Exercise 1:
Using the post on designing a nested case-control biomarker study, answer each question on its own line, marked (a), (b), (c):
(a) How many patients are in the writer's endometrial cancer cohort, and roughly how many of them later died from the disease?
(b) Who are the authors of the statistical methods paper the writer cites?
(c) What positive predictive value counts as useful for endometrial cancer?
Exercise 2:
Decide whether each statement below agrees with the post on designing a nested case-control biomarker study. Answer yes or no on its own line, marked (a), (b), (c), and quote the words of the post that decide it.
(a) The writer's cohort is population-based and consecutive.
(b) In the colon cancer example, a useless biomarker has a positive predictive value of 30%.
(c) The writer plans to obtain new biomarker information on the entire cohort.
Exercise 3: Resume the post on designing a nested case-control biomarker study, starting after its last sentence.

Extracted text:
Dear peers,

I'm about to design a nested case-control study in which I will try to identify a biomarker (or biomarker panel) from protein expression levels (determined with mass spectronomy).

I've got a cohort of >1000 patients with endometrial cancer, out of which approx 150 later died from the disease.

I want my biomarker(s) to be able to predict whom will live and whom will die from disease.

Given that my cohort is population-based and consecutive, I believe this is exactly the type of situation in which a NCC is the proper design (where obtaining new info on biomarkers is expensive and time-consuming and thus cannot be done on the entire cohort).

Now, I've come across statistical methods papers with recommendations on how to calculate the proper sample size, specifically "Improving the Quality of Biomarker Discovery Research: the Right Samples and Enough of Them" by Pepe, Li and Feng (Article Improving the Quality of Biomarker Discovery Research: The R...

)

In their paper, they describe a situation in which a researcher wants to develop a biomarker for recurrence in low-risk colon cancer, thus very analogous to my research question. They introduce the concept of Discovery Power and False Leads Expected, and derives sample sizes from the desired performance of the new biomarker by specifying what would be a "useful" biomarker and what would be a "useless" biomarker. In their colon cancer example, a "useful" biomarker would have the same positive predictive value (PPV) as the recurrence rate in high-risk colon cancer, ie. 30%, and a "useless" would have the same PPV as the recurrence rate in low-risk colon cancer, ie. 10%. To me, this makes sense. In a low-risk population, you would be happy with a biomarker that can identify a subset of patients with the same risk of a recurrence as in those with high-risk colon cancer, and you would be unhappy if your biomarker only had the same PPV as the baseline risk of recurrence in the low-risk population. For endometrial cancer, the corresponding figures is PPV=40% is useful and PPV=10% is useless.

Exercise data:
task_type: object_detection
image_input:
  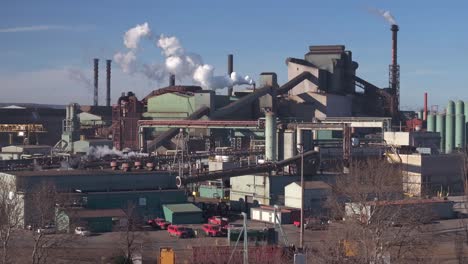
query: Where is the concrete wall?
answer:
[284,183,331,214]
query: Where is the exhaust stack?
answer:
[228,54,234,96]
[106,60,112,106]
[169,74,175,86]
[93,59,99,106]
[389,24,400,121]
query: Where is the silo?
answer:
[455,115,466,149]
[427,114,436,132]
[445,114,455,153]
[455,100,466,148]
[436,114,445,152]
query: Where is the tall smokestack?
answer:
[106,60,112,106]
[423,93,427,121]
[228,54,234,96]
[94,59,99,106]
[169,74,175,86]
[389,24,400,121]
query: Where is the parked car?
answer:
[293,218,329,230]
[146,218,171,230]
[75,226,91,236]
[167,225,195,238]
[36,224,57,235]
[208,216,229,226]
[202,224,227,237]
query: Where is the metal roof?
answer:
[163,203,202,213]
[294,181,331,189]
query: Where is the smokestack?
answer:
[94,59,99,106]
[389,24,400,121]
[423,92,427,121]
[169,74,175,86]
[106,60,112,106]
[228,54,234,96]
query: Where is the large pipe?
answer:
[423,93,427,121]
[390,25,400,121]
[94,59,99,106]
[176,150,318,187]
[169,74,175,86]
[228,54,234,96]
[106,60,112,106]
[265,111,277,161]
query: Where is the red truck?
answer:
[208,216,229,227]
[202,224,226,237]
[167,225,194,238]
[146,218,171,230]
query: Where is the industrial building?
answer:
[0,21,468,235]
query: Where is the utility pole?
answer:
[242,213,249,264]
[297,143,304,250]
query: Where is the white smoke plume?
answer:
[114,23,253,89]
[369,8,397,25]
[114,50,136,74]
[68,68,93,90]
[124,23,151,49]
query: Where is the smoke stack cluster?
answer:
[169,74,175,86]
[94,59,99,106]
[106,60,112,106]
[228,54,234,96]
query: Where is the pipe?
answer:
[228,54,234,96]
[423,92,427,121]
[169,74,175,86]
[265,111,277,161]
[176,150,318,188]
[94,59,99,106]
[106,60,112,107]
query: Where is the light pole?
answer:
[297,143,304,250]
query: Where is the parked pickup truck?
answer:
[202,224,226,237]
[208,216,229,226]
[293,218,329,230]
[167,225,195,238]
[146,218,171,230]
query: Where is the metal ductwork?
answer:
[106,60,112,107]
[176,150,319,188]
[147,106,210,152]
[93,59,99,106]
[147,72,317,151]
[228,54,234,96]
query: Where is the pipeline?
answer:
[176,150,318,188]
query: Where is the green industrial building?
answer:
[163,203,203,225]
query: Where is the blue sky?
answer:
[0,0,468,109]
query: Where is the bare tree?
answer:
[0,178,23,264]
[318,160,432,264]
[26,182,70,264]
[119,202,139,264]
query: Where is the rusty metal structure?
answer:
[112,92,143,150]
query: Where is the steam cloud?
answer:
[370,8,397,25]
[68,69,93,89]
[114,23,253,89]
[87,146,141,159]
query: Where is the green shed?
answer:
[163,203,203,225]
[56,209,127,233]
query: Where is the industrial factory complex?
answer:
[0,20,468,262]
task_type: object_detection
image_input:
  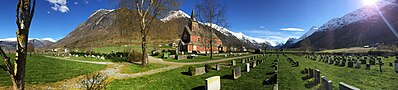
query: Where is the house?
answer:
[179,10,227,54]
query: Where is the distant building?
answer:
[179,10,227,54]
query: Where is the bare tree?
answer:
[133,0,180,66]
[196,0,227,59]
[0,0,36,90]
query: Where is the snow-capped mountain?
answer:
[160,10,277,46]
[284,0,398,50]
[288,26,319,43]
[160,10,191,22]
[319,0,396,31]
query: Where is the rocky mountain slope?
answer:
[52,9,264,49]
[284,0,398,49]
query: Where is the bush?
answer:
[80,73,112,90]
[127,50,142,62]
[188,66,196,75]
[205,64,211,73]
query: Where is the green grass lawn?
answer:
[0,54,106,86]
[93,45,174,53]
[159,54,252,62]
[108,54,274,90]
[121,64,168,73]
[279,55,398,90]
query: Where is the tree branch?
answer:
[15,0,21,29]
[0,47,14,75]
[29,0,36,21]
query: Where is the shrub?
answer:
[188,66,196,75]
[127,50,142,62]
[205,64,211,73]
[81,73,112,90]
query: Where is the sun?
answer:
[362,0,378,6]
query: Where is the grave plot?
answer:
[109,53,274,90]
[279,55,398,90]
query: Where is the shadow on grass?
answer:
[191,86,206,90]
[265,72,275,75]
[305,81,318,88]
[181,72,191,76]
[221,75,233,80]
[301,75,311,80]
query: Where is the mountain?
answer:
[288,0,398,49]
[0,39,54,50]
[51,8,266,49]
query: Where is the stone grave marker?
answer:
[355,63,362,68]
[339,82,360,90]
[369,59,376,65]
[205,76,221,90]
[194,67,206,76]
[394,59,398,73]
[304,67,308,74]
[231,60,236,66]
[360,59,366,64]
[232,67,241,79]
[366,64,370,70]
[315,69,321,84]
[308,68,314,78]
[246,63,250,72]
[348,61,354,68]
[216,64,221,71]
[322,76,332,90]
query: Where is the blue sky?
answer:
[0,0,364,43]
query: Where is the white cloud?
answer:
[0,37,58,42]
[46,0,69,13]
[280,28,304,32]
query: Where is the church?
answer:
[179,10,227,54]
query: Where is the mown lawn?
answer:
[279,55,398,90]
[0,54,106,86]
[121,64,168,73]
[108,54,274,90]
[165,54,252,62]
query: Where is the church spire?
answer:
[191,9,196,21]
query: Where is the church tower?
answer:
[189,9,199,31]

Expected output 1:
(a) More than 1000 patients, of whom approximately 150 later died from the disease.
(b) Pepe, Li and Feng.
(c) 40%.

Expected output 2:
(a) Yes: "Given that my cohort is population-based and consecutive"
(b) No: "a "useless" would have the same PPV as the recurrence rate in low-risk colon cancer, ie. 10%"
(c) No: "obtaining new info on biomarkers is expensive and time-consuming and thus cannot be done on the entire cohort"

Expected output 3:
Still, I fail to calculate the sample size. They provide a Supplementary Material with a worked example (see attached file), section B3. What I don't get is how a PPV=30% results in a ROC1(f)=0.39. For this, they refer back to the main paper, where they state that logit(PPV)=logit(p)+log(ROC(f)/f).

They also provide a Stata command rocsize, which can be found at https://research.fredhutch.org/diagnostic-biomarkers-center/en/software.html

or type net from https://research.fhcrc.org/content/dam/stripe/diagnostic-biomarkers-statistical-center/files/stata/ in the Stata command window and then press screensize. This command runs a simulation which gives you the Discovery Power, given your sample size input and desired alpha-level. You are expected to provide

  • tp_rate: true positive rate, which they in their example set as ROC1(f)=0.39 (I don't understand why, and again, I don't understand how they got the value 0.39 from a PPV=30%)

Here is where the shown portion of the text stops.